TASK DIRECTIONS - Present the count of lines in the entries below that hold "club", and present nothing else.

[Photo-based referring expression data]
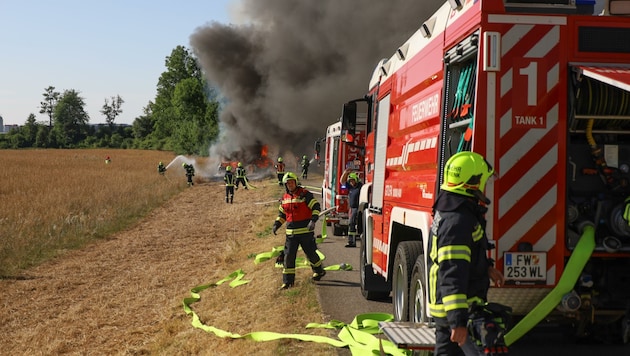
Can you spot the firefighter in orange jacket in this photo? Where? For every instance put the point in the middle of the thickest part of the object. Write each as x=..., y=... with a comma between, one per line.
x=459, y=269
x=300, y=210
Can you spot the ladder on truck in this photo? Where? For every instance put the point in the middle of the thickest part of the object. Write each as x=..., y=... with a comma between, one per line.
x=409, y=335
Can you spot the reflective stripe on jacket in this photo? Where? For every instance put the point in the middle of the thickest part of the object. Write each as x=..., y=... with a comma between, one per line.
x=229, y=179
x=458, y=262
x=297, y=209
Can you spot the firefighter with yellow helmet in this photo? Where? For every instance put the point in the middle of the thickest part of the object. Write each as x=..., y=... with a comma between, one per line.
x=228, y=178
x=300, y=210
x=305, y=164
x=241, y=175
x=279, y=166
x=354, y=190
x=190, y=172
x=459, y=269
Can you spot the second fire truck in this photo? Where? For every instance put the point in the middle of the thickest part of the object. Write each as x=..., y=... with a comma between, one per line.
x=542, y=90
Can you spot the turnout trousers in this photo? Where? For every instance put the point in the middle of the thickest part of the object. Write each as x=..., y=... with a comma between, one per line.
x=309, y=246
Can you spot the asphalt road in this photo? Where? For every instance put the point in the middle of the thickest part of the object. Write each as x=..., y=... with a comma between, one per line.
x=340, y=291
x=340, y=298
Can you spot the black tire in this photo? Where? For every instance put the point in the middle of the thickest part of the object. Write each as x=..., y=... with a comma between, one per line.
x=418, y=311
x=366, y=273
x=406, y=255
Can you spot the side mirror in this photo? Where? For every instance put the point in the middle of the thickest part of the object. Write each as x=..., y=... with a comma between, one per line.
x=349, y=121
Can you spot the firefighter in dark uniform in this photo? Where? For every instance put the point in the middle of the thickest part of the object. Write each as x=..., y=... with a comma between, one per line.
x=279, y=170
x=190, y=172
x=305, y=163
x=354, y=190
x=241, y=175
x=459, y=269
x=229, y=184
x=300, y=210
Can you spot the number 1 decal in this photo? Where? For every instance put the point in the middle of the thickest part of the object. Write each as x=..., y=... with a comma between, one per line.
x=531, y=72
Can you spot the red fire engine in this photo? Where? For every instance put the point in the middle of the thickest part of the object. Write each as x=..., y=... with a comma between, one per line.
x=542, y=90
x=340, y=156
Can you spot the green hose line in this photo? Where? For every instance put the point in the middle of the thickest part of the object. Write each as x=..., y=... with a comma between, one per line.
x=357, y=336
x=581, y=254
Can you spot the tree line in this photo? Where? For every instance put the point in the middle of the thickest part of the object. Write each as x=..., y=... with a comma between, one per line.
x=183, y=118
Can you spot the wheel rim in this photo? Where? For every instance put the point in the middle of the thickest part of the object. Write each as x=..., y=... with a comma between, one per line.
x=398, y=294
x=418, y=304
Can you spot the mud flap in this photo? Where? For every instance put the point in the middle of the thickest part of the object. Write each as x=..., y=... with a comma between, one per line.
x=408, y=335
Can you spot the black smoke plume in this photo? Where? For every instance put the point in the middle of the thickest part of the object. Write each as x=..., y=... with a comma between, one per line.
x=286, y=74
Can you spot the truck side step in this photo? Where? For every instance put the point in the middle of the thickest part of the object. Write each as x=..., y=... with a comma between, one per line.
x=408, y=335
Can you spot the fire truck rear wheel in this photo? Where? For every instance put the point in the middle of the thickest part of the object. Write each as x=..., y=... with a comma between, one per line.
x=377, y=288
x=418, y=292
x=406, y=255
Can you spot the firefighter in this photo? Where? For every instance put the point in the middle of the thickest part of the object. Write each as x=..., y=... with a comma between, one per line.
x=229, y=185
x=354, y=190
x=241, y=175
x=305, y=163
x=459, y=269
x=190, y=172
x=300, y=210
x=279, y=170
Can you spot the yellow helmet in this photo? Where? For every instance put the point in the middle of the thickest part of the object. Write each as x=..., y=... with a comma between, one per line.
x=289, y=176
x=466, y=173
x=354, y=176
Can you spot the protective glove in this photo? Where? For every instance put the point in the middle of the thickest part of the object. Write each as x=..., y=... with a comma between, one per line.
x=276, y=226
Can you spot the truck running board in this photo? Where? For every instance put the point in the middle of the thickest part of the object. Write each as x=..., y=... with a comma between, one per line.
x=408, y=335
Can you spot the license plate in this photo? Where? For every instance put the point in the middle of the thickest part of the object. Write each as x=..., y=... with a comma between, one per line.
x=528, y=267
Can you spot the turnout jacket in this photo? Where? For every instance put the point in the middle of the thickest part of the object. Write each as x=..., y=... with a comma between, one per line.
x=229, y=179
x=240, y=172
x=297, y=209
x=458, y=262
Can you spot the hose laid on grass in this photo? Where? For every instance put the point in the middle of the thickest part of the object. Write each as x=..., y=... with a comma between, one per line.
x=357, y=336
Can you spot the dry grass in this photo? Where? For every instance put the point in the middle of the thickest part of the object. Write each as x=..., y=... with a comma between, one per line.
x=53, y=200
x=123, y=295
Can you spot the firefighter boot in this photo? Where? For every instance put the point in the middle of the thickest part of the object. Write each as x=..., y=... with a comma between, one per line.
x=319, y=274
x=351, y=241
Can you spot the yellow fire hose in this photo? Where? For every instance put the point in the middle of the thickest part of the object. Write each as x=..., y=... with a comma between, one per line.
x=572, y=271
x=357, y=336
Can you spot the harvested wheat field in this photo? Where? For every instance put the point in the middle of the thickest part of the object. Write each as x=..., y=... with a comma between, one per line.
x=123, y=294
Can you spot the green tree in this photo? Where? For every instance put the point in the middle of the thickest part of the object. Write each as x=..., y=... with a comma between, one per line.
x=112, y=110
x=183, y=115
x=70, y=120
x=30, y=129
x=51, y=97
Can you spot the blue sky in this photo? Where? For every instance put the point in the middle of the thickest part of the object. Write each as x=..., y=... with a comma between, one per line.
x=101, y=49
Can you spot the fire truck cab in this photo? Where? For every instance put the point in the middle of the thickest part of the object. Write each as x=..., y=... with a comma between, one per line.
x=340, y=156
x=542, y=90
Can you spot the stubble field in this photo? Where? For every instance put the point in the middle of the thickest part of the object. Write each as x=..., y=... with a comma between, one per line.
x=141, y=243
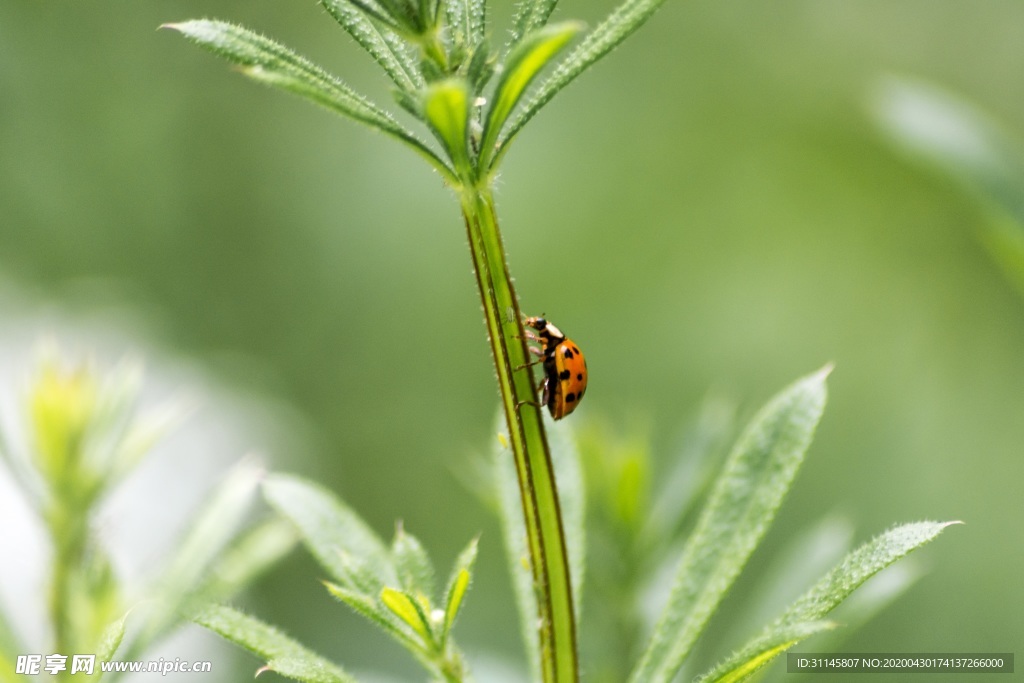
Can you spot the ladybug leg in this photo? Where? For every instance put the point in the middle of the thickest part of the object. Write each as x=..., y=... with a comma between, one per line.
x=544, y=396
x=545, y=391
x=531, y=363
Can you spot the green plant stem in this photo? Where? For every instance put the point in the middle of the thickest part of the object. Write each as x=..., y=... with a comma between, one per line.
x=546, y=540
x=68, y=534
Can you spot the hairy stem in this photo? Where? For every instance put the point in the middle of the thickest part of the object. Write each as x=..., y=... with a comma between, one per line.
x=546, y=540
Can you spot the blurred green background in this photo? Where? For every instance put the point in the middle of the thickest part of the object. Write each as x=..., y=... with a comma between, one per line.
x=712, y=207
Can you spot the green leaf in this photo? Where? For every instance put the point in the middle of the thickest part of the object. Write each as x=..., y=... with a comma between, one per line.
x=458, y=585
x=265, y=60
x=521, y=67
x=416, y=574
x=624, y=20
x=282, y=654
x=110, y=641
x=741, y=506
x=759, y=652
x=706, y=441
x=970, y=148
x=568, y=474
x=332, y=532
x=372, y=608
x=382, y=44
x=248, y=558
x=409, y=610
x=10, y=647
x=530, y=15
x=800, y=562
x=446, y=109
x=857, y=567
x=466, y=18
x=212, y=528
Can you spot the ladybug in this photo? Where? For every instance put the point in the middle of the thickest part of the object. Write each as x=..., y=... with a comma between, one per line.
x=564, y=368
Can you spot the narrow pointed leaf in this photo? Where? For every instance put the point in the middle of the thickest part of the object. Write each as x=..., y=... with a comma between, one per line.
x=466, y=18
x=568, y=474
x=248, y=558
x=969, y=147
x=446, y=109
x=284, y=655
x=404, y=607
x=212, y=528
x=687, y=481
x=624, y=20
x=741, y=506
x=530, y=15
x=416, y=574
x=824, y=596
x=265, y=60
x=756, y=654
x=373, y=609
x=798, y=564
x=522, y=66
x=111, y=639
x=458, y=585
x=381, y=43
x=329, y=528
x=857, y=567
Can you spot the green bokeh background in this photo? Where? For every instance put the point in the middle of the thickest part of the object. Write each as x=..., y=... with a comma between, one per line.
x=711, y=207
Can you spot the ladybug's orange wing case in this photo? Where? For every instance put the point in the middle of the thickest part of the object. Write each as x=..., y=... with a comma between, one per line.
x=568, y=381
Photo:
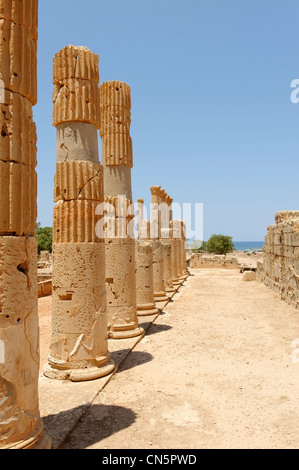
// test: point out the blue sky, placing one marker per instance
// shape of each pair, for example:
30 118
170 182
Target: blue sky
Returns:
212 119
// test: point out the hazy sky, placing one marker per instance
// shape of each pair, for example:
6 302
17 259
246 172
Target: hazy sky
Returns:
212 118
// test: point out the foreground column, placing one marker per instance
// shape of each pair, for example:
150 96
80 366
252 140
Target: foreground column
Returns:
79 346
117 160
20 423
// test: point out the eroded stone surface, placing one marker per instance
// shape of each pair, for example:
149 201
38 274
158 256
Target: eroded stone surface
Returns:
144 279
280 269
19 72
79 345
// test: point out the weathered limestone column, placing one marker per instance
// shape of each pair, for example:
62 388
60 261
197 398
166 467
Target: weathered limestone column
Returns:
167 259
173 241
185 271
144 279
117 160
20 424
79 346
155 233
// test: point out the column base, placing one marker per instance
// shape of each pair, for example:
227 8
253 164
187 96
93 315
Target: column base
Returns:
80 374
40 440
147 310
126 334
171 290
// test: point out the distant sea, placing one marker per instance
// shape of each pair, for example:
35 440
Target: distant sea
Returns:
249 246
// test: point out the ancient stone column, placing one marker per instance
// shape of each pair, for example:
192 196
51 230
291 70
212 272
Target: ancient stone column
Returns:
79 346
140 204
144 279
167 273
173 234
185 271
117 160
158 259
20 424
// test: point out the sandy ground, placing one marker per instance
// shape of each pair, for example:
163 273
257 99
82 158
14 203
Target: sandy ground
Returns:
214 371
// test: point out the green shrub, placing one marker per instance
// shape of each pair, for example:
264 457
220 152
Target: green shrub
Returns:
220 244
199 247
44 238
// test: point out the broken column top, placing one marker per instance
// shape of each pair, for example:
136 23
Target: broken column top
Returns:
76 94
286 216
115 93
21 13
76 62
155 190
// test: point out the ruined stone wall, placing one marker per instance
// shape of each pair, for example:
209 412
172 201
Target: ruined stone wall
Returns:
280 269
199 260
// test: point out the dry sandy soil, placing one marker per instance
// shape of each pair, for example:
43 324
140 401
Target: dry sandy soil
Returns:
214 371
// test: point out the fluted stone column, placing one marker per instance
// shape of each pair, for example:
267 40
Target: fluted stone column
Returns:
159 286
184 268
173 241
169 287
117 160
20 424
144 280
79 346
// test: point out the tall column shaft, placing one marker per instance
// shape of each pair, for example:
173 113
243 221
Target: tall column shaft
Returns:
144 279
79 345
117 160
20 424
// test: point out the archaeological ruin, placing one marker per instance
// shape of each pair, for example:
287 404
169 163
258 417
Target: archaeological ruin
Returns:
79 346
20 424
102 278
280 267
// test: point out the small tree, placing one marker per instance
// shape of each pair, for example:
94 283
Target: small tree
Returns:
44 238
220 244
199 247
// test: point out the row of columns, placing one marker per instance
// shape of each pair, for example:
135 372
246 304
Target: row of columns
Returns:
20 422
101 284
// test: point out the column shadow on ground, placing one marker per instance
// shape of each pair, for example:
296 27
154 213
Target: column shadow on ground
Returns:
156 328
134 359
97 422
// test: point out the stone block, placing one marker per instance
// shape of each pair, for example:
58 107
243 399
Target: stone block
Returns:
78 180
18 131
21 13
75 310
75 62
76 100
249 276
144 279
78 265
18 279
117 149
115 120
75 222
77 141
18 61
115 94
18 189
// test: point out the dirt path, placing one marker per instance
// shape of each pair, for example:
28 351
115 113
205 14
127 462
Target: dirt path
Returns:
215 371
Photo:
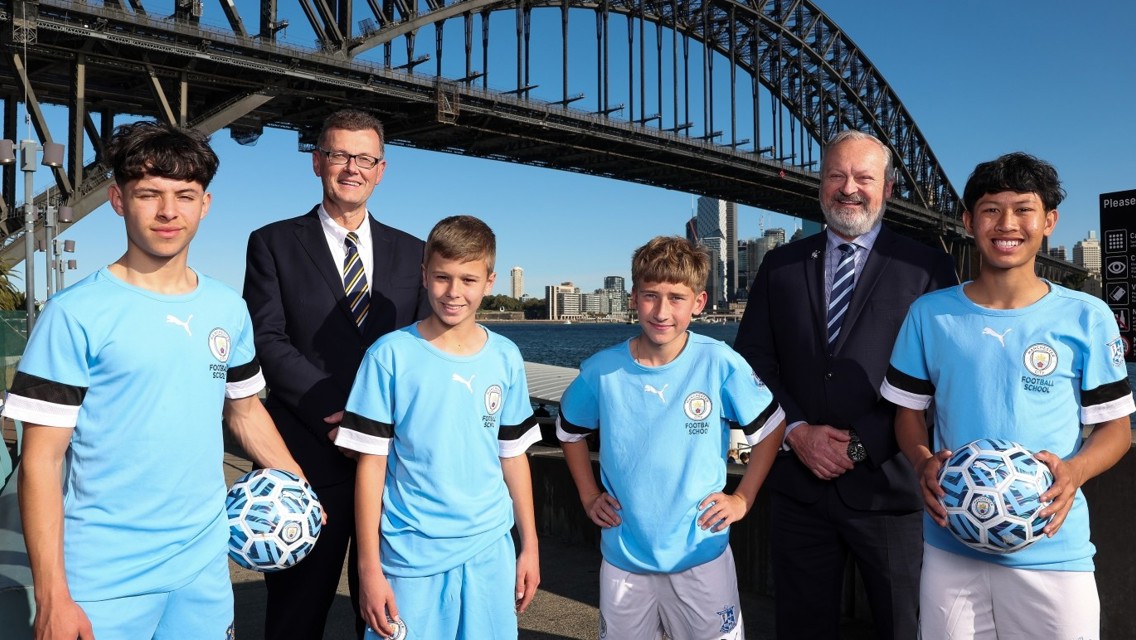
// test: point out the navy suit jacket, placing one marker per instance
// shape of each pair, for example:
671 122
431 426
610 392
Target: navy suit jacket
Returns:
308 345
784 339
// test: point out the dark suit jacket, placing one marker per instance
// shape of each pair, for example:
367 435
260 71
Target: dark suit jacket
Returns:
783 337
307 341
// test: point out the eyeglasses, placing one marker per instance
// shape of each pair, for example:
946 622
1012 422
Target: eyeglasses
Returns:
362 160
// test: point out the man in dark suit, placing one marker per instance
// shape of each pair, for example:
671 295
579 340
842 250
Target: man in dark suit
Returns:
320 289
819 326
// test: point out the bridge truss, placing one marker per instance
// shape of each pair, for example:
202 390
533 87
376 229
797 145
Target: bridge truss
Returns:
721 98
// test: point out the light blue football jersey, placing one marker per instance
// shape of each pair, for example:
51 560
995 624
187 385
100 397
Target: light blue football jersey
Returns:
663 435
1030 375
142 379
444 422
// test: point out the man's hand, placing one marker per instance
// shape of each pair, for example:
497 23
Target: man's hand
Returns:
721 510
823 448
927 472
602 509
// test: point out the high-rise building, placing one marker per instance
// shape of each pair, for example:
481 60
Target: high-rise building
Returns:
718 218
564 299
1086 254
517 282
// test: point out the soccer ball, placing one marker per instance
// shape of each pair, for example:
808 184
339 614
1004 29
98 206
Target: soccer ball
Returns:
993 496
274 520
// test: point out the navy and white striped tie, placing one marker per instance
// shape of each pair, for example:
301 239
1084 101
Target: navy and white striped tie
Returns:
354 280
842 291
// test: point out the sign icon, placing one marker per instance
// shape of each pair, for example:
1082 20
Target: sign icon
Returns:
1116 241
1116 267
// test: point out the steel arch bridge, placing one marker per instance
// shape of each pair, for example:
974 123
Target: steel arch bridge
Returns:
733 101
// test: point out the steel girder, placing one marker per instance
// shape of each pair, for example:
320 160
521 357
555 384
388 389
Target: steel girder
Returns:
108 60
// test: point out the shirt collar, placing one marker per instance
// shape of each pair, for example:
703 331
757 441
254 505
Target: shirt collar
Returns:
339 233
863 242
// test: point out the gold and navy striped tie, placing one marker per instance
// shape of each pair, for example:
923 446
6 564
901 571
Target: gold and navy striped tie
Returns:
354 280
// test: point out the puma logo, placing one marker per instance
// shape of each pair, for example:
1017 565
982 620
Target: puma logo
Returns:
185 325
1001 337
654 391
468 383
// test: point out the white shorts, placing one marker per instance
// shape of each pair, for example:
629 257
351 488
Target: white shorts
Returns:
961 597
698 604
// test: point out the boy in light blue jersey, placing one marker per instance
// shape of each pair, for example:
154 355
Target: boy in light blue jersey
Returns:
441 417
1011 356
122 389
662 402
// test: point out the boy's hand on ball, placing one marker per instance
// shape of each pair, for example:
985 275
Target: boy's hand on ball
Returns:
1061 493
927 471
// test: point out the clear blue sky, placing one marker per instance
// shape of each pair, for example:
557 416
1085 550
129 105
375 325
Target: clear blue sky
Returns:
979 77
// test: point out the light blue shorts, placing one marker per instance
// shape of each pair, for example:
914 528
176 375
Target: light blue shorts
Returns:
200 609
472 601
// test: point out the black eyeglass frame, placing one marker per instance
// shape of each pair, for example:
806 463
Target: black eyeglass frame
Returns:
361 159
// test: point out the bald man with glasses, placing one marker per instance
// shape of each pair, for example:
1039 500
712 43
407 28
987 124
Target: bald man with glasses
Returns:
320 289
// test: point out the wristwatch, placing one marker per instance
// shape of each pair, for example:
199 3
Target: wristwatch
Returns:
857 453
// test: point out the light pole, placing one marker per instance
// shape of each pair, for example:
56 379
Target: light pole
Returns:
52 157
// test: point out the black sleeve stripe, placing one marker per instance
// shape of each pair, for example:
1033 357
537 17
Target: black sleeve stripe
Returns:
569 427
761 420
1105 393
35 388
515 431
367 426
904 382
243 372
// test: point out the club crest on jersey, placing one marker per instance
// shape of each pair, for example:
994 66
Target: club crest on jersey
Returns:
728 620
493 399
1041 359
698 406
1117 351
219 345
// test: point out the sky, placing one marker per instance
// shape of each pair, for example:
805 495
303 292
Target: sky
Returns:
979 77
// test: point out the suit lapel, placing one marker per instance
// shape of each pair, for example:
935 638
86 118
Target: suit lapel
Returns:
874 268
310 234
815 284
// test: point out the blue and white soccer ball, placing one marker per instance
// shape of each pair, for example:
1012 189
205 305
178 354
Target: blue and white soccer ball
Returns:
993 496
274 520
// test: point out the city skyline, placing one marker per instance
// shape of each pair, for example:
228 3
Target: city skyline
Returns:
559 225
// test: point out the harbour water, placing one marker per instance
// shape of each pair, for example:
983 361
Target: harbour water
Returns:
569 345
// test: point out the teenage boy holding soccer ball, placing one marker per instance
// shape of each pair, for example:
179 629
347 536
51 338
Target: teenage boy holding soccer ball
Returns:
441 417
662 402
1011 356
122 389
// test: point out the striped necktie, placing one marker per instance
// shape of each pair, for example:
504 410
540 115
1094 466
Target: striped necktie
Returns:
354 280
842 291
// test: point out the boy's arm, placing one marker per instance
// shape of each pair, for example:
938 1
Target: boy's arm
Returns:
911 434
1108 442
41 508
721 508
601 507
519 480
255 431
376 598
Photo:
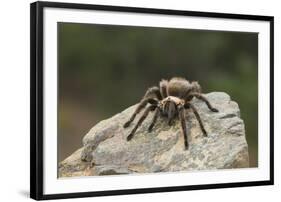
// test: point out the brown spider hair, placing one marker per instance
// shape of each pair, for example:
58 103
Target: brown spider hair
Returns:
170 100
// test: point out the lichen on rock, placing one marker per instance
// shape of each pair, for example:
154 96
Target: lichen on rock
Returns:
107 152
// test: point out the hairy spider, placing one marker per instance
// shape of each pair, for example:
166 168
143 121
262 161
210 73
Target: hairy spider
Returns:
170 100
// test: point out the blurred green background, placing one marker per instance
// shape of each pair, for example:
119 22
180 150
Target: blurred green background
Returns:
104 69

PROBLEM SOLUTION - 2